ARTICLE:
━━━━━━━━━━━━━━━━━━━━
Ces dispositions sont destinées à permettre une information complète du consommateur sur l'identité des prestataires de services. Leur rédaction est calquée sur celle des dispositions analogues prévues pour les avocats par l'article 201 du décret du 27 novembre 1991 précité.

Cependant, les personnes exerçant l'activité de ventes volontaires de meubles aux enchères publiques dans un autre pays européen ne relèvent pas nécessairement d'un organisme professionnel. Tel est le cas notamment des grandes maisons de ventes anglo-saxonnes comme Sotheby's ou Christie's. La mention de l'organisme professionnel ne peut donc être exigée systématiquement mais seulement " s'il y a lieu ".

Votre commission vous propose donc d'adopter un amendement tendant à apporter cette précision. Elle vous propose d'adopter l'article 22 du projet de loi ainsi modifié .

Article 23
Conditions exigées des prestataires de services

Cet article précise les conditions qui seront requises des ressortissants européens pour pouvoir exercer l'activité de ventes aux enchères publiques en France de manière occasionnelle, au titre de la libre prestation de services.
━━━━━━━━━━━━━━━━━━━━
EXTRAITS DU LISTING:

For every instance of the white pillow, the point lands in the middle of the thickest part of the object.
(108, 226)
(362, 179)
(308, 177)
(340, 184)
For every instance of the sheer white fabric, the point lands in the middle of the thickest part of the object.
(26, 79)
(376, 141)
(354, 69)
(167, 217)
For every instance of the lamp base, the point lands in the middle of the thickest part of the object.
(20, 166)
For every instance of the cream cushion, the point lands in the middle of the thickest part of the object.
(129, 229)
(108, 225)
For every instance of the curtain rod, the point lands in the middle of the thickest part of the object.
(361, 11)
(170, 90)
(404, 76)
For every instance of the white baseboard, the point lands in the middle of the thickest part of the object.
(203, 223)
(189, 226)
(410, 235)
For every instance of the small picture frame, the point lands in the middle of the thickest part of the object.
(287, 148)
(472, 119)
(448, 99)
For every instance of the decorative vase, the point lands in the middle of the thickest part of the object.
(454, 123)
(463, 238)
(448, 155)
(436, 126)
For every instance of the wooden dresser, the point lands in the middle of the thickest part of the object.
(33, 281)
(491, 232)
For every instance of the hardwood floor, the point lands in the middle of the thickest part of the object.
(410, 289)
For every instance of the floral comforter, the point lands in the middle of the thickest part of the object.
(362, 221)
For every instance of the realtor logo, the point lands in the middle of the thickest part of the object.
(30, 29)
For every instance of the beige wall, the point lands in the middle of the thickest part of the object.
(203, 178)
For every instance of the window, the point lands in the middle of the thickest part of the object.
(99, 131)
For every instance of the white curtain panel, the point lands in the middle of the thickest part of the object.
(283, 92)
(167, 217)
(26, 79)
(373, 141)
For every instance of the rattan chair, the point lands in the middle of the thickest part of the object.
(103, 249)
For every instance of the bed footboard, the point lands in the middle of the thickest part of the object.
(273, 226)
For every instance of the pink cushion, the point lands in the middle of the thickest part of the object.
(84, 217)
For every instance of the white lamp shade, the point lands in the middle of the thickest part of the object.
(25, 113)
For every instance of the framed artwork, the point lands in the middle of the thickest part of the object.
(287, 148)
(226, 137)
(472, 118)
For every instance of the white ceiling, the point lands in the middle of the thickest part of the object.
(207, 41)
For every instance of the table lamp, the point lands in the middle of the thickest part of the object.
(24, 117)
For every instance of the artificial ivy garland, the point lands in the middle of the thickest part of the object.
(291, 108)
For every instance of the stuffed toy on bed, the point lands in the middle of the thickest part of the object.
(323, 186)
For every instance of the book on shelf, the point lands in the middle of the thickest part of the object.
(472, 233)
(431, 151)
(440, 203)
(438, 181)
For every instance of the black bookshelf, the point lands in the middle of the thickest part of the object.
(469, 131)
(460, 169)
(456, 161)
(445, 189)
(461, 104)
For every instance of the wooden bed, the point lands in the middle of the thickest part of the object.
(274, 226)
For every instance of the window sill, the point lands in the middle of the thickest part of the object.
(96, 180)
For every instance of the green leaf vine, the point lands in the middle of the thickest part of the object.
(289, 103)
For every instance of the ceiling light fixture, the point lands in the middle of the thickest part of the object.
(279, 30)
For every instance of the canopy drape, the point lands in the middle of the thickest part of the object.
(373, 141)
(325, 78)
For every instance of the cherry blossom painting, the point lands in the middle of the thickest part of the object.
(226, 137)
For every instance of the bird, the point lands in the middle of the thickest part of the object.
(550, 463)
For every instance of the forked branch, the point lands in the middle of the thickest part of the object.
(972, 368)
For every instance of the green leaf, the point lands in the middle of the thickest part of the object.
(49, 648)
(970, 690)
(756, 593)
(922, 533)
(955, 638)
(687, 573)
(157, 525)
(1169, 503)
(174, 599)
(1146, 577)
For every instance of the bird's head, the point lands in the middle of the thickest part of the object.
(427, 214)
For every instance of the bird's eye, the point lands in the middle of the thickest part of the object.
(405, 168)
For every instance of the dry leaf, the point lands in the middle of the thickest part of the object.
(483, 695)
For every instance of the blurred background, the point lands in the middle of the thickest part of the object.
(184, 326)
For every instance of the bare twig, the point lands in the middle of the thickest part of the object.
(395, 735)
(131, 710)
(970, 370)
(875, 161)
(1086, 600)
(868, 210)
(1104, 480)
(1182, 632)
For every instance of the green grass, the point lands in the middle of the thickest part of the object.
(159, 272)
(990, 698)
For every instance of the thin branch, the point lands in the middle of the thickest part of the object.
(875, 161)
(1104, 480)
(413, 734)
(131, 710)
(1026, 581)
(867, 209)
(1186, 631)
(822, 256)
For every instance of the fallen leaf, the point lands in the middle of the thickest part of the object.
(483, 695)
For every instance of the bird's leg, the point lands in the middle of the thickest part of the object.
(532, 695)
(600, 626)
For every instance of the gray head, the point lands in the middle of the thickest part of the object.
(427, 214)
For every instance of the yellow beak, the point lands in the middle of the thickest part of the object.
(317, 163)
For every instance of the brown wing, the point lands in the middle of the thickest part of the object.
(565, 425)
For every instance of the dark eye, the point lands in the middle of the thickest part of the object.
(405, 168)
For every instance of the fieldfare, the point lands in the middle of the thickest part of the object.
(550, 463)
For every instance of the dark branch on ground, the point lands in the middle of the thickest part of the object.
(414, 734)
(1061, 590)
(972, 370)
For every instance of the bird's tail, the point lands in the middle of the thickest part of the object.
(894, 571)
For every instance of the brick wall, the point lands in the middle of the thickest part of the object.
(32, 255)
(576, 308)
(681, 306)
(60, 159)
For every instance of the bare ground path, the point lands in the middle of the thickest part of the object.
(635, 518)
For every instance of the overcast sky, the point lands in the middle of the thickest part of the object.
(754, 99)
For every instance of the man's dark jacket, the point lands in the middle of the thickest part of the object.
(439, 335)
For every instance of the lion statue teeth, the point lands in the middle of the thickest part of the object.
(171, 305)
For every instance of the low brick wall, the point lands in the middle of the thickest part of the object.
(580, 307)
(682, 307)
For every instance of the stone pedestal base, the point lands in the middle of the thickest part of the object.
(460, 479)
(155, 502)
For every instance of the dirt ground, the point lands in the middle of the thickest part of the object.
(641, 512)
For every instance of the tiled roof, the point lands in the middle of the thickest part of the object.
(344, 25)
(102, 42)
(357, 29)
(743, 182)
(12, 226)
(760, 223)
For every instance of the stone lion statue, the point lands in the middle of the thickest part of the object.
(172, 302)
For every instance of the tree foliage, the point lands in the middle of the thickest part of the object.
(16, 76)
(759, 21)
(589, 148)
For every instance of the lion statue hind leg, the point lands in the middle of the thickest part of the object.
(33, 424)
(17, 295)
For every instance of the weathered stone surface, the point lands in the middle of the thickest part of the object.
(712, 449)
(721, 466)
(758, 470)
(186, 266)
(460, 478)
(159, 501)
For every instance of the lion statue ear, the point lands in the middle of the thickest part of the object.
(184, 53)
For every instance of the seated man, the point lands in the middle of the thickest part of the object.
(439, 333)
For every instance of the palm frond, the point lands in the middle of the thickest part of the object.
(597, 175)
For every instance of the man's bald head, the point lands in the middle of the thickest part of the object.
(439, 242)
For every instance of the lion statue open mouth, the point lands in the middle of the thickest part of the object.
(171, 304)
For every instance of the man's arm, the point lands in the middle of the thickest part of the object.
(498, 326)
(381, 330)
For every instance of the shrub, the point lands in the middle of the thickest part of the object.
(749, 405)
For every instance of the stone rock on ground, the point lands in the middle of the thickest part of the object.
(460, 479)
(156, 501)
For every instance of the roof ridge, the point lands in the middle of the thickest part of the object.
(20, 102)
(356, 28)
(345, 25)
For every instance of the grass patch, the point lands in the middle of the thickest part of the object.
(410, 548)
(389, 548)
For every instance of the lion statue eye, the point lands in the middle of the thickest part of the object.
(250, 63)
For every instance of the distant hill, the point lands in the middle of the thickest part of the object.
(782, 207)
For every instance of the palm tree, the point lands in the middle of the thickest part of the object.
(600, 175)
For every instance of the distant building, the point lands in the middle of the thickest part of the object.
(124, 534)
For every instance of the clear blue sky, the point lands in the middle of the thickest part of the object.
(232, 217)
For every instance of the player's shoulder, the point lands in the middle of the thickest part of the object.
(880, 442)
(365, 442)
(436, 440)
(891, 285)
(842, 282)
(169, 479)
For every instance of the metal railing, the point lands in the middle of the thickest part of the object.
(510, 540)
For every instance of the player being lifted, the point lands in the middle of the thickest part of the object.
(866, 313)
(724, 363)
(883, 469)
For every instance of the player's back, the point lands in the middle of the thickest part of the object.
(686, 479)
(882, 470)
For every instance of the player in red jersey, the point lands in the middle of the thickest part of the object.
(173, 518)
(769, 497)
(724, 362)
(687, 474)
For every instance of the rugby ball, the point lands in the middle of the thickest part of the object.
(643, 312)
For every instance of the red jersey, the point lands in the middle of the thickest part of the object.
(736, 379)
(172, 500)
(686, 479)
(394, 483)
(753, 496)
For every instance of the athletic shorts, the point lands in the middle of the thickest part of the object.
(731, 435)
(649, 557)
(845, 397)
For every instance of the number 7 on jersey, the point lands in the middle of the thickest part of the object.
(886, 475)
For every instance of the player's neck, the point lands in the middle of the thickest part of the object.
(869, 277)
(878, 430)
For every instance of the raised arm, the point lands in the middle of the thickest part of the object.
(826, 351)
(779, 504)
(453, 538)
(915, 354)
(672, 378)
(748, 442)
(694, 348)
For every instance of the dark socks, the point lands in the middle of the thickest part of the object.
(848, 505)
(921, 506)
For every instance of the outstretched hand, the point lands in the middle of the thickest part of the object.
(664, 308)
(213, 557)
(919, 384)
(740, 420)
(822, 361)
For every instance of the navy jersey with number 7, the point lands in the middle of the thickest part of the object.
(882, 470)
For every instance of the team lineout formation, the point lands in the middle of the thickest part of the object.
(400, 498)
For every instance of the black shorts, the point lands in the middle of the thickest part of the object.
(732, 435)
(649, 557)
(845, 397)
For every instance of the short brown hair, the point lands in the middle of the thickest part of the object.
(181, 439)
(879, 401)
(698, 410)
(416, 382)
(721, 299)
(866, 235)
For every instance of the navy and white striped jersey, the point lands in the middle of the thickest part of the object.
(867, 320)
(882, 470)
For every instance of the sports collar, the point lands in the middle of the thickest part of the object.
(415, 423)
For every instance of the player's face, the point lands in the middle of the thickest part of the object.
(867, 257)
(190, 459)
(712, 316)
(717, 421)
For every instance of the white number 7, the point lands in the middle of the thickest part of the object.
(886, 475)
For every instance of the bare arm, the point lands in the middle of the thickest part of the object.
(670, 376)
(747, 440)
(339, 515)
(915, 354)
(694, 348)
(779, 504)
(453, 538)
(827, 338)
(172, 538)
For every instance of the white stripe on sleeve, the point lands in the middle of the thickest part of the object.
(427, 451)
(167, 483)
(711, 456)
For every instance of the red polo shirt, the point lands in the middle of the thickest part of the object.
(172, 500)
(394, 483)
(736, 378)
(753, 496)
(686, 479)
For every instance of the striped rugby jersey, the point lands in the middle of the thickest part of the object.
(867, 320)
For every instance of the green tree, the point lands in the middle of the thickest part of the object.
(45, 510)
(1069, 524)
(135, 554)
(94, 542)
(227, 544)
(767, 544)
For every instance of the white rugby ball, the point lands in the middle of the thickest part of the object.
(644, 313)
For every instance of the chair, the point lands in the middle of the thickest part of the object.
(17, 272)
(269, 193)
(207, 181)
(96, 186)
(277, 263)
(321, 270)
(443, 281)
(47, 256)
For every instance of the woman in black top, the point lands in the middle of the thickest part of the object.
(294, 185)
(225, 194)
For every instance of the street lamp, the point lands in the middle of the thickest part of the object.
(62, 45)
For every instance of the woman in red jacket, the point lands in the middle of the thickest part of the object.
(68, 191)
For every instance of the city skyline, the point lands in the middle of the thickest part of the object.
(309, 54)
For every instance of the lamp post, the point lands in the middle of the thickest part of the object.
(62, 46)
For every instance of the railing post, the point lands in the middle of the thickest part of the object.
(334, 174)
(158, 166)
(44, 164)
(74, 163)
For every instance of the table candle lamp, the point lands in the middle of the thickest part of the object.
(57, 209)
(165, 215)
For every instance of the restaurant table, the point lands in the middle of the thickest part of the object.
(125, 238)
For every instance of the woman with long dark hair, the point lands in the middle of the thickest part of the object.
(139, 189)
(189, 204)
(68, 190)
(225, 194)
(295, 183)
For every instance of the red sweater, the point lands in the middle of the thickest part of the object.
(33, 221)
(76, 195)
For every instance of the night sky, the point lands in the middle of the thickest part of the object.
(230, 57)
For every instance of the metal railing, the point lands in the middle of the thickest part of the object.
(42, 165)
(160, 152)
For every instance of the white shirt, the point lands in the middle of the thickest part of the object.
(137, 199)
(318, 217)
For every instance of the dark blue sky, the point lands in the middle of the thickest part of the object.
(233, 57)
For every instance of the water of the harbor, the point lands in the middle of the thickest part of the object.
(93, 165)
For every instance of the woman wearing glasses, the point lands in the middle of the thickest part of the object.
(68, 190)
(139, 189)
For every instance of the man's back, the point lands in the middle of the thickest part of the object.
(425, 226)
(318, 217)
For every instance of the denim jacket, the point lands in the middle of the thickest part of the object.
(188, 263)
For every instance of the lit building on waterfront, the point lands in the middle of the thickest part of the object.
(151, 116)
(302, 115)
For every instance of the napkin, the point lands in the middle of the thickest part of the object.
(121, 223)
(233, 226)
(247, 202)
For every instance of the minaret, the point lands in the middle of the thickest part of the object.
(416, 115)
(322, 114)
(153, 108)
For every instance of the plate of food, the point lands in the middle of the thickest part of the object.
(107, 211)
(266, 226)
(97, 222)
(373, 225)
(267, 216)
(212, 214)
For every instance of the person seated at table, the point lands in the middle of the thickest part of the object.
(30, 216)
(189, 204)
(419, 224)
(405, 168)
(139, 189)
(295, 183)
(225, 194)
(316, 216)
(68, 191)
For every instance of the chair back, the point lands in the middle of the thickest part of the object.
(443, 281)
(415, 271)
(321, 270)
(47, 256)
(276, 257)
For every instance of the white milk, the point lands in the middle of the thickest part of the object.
━━━━━━━━━━━━━━━━━━━━
TRAVAIL À FAIRE:
a – Dans l'extrait sur les ventes aux enchères, quelles grandes maisons de ventes anglo-saxonnes sont données en exemple ?
b – Filtrez le listing pour ne garder que les lignes contenant le mot "wooden".

RÉPONSES CORRECTES:
a – Sotheby's et Christie's.

b –
For every instance of the wooden dresser, the point lands in the middle of the thickest part of the object.
For every instance of the wooden bed, the point lands in the middle of the thickest part of the object.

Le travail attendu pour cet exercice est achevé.